(TEXT PASSAGE)
>> begin

Explaining Parametric Additive Models
Published:
In this third blog post, we discuss Parametric Additive Models, which are simply Linear Models applied on univariate basis functions rather than the original features. Like with Linear Models, viewing local explainability as a relative concept (explaining a prediction relative to a baseline) is necessary to get rid of mathematical inconsistencies.
Additive Models
Additive Models are functions that take the following form
\[h(x) = \omega_0 + \sum_{i=1}^d h_i(x_i),\]where the shape function \(h_i\) only depends on a single feature \(x_i\). Note that linear models are a special case of additive models with \(h_i(x_i) = \omega_i x_i\). Additive Models are considered interpretable for the following reasons.
- The effect of varying feature \(x_i\) on the response \(h(x)\) is independent of the fixed values of the remaining features \(x_1, \ldots, x_{i-1}, x_{i+1}, \ldots, x_d\).
- The effect of varying feature \(x_i\) on the response \(h(x)\) is entirely encoded in the corresponding shape function \(h_i\).
These properties imply that one only needs to visualize the shape function \(h_i\) to understand how varying feature \(x_i\) affects the model output. Moreover, all shape functions can be visualized simultaneously to get an overview of the model \(h\).

>> end

(EXERCISE DIRECTIONS)
Pick up the blog post on Parametric Additive Models after its final sentence and continue writing it. The data that follow come from a separate source unrelated to the blog post.

(PROVIDED RECORDS)

>> begin

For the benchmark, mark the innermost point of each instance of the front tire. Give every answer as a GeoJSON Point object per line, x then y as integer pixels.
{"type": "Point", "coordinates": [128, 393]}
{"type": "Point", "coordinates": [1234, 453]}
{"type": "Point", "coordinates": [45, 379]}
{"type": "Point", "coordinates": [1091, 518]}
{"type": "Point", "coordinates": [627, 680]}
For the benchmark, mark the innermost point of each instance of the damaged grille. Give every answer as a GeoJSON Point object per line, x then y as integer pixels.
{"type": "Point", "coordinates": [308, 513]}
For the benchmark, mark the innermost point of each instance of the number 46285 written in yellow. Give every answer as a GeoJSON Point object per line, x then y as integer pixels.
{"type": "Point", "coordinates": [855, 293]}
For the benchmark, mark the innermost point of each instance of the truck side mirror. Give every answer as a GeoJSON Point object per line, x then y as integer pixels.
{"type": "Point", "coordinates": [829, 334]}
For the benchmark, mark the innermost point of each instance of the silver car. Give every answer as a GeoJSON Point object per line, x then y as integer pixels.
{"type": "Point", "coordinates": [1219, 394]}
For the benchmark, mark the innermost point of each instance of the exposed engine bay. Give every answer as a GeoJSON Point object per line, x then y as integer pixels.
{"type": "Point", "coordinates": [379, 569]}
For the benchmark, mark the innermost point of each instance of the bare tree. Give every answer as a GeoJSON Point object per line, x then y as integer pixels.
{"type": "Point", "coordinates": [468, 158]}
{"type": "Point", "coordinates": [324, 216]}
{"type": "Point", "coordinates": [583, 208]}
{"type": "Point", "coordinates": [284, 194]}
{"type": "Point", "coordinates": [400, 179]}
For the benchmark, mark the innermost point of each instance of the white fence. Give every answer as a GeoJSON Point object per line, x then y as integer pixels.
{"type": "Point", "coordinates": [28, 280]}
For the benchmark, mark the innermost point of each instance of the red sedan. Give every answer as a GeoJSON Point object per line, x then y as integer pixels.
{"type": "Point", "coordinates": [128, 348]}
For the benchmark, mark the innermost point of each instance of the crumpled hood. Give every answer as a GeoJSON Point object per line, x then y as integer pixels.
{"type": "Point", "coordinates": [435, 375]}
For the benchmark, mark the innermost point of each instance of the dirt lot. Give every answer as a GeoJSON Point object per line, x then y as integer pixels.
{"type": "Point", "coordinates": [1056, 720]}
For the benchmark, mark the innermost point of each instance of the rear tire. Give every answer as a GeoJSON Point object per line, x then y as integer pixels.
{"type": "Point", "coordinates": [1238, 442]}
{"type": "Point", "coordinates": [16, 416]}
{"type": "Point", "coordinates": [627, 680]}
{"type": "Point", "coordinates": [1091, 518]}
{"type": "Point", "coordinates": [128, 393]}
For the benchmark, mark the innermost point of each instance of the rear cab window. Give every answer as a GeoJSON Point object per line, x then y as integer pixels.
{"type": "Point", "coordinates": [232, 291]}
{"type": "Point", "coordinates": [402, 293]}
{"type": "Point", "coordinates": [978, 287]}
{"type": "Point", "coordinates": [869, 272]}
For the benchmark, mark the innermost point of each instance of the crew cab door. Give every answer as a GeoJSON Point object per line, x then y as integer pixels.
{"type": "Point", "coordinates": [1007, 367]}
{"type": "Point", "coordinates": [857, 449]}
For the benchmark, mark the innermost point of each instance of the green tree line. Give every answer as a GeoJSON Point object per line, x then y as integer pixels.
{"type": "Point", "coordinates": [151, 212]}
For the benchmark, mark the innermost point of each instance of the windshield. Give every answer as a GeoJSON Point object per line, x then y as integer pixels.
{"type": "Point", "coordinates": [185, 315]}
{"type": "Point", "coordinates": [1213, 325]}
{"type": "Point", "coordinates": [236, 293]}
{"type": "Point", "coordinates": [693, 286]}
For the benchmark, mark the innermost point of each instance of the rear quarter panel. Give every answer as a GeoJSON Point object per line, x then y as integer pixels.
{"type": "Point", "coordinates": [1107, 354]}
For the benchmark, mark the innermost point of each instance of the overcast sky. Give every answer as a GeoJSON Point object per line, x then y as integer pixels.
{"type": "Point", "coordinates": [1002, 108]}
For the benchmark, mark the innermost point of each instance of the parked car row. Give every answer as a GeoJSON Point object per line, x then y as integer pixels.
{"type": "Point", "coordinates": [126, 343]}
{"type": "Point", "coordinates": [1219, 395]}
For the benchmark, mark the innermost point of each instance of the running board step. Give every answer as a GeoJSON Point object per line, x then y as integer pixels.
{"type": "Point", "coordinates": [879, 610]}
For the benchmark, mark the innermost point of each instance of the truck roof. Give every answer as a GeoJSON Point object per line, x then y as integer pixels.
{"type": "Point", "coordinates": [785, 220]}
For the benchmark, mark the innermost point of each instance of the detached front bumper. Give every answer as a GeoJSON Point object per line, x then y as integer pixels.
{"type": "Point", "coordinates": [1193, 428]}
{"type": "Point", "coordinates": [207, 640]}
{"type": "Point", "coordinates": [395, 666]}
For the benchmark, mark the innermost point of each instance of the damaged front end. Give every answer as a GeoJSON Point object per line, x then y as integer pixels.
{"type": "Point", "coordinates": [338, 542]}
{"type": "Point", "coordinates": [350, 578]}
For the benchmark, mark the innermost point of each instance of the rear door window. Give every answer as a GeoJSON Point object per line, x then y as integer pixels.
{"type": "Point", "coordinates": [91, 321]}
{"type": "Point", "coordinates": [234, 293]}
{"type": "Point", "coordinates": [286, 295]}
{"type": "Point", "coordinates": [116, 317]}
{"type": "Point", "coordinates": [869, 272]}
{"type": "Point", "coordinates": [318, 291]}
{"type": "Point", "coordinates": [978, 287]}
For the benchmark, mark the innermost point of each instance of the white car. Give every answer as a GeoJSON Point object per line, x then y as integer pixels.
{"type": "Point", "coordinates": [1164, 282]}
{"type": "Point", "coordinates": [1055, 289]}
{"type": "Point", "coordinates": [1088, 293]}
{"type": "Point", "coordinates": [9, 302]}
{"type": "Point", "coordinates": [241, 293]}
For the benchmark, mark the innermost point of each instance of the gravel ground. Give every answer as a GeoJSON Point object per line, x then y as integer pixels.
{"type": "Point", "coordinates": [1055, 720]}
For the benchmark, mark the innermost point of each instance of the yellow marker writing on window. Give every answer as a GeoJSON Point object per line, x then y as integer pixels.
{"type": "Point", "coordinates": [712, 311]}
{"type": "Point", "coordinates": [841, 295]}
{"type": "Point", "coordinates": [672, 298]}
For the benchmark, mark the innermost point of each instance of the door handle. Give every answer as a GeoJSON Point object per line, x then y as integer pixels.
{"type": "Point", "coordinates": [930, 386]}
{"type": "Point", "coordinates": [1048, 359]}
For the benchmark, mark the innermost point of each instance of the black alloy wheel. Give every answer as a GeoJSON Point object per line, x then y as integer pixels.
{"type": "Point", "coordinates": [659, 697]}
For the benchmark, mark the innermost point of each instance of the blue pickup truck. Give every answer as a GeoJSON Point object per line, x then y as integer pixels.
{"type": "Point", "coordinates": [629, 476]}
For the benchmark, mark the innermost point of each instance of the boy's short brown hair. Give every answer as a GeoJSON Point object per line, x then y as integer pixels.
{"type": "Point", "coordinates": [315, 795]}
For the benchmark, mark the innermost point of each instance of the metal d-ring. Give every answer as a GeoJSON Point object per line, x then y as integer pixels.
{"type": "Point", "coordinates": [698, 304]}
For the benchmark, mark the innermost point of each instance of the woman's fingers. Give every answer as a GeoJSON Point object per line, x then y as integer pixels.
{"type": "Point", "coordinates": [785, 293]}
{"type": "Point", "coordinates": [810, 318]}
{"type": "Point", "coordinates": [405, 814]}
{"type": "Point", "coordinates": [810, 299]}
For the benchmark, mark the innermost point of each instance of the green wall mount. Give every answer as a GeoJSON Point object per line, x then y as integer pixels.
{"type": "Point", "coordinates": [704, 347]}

>> end

(EXERCISE RESULT)
This is an example of additive model trained to predict of number of bike rentals given time and weather features. By looking at all shape functions in tandem, you can see how the model reasons.
Additive Models are the second floor of the ladder we must climb before being able to explain general black-boxes.
Such models are more complex than Linear ones because the shape functions \(h_i\) can potentially be highly non-linear. But they are still more interpretable than general black-boxes because we understand how individual input features impact the model response.
Parametric Additive Models
We shall introduce Additive Models on a toy example with two features \(x_1,x_2\sim U(0, 1)\) and with a target \(y = x_1^2 + \cos(2\pi x_2)+\epsilon\), where \(\epsilon\) is random Gaussian noise.
import numpy as np
import matplotlib.pyplot as plt
np.random.seed(42)
from pyfd.features import Features
# Two input features
X = np.random.uniform(0, 1, size=(200, 2))
# Feature object
features = Features(X, ["x1", "x2"], ["num", "num"])
# The label is an additive function
y = X[:, 0]**2 + np.cos(2*np.pi*X[:, 1]) + 0.1 * np.random.normal(size=(200,))
Since the target is an additive function of the input features, we should be able to accurately approximate it with an additive model. Now, fitting additive models requires defining a representation of the shape functions \(h_i\). We cannot allow any possible function since this would render the training intractable. There are two solutions : Parametric and non-parametric representations. In this blog, we will investigate Parametric Additive Models, and the subsequent blog-post will illustrate the alternative.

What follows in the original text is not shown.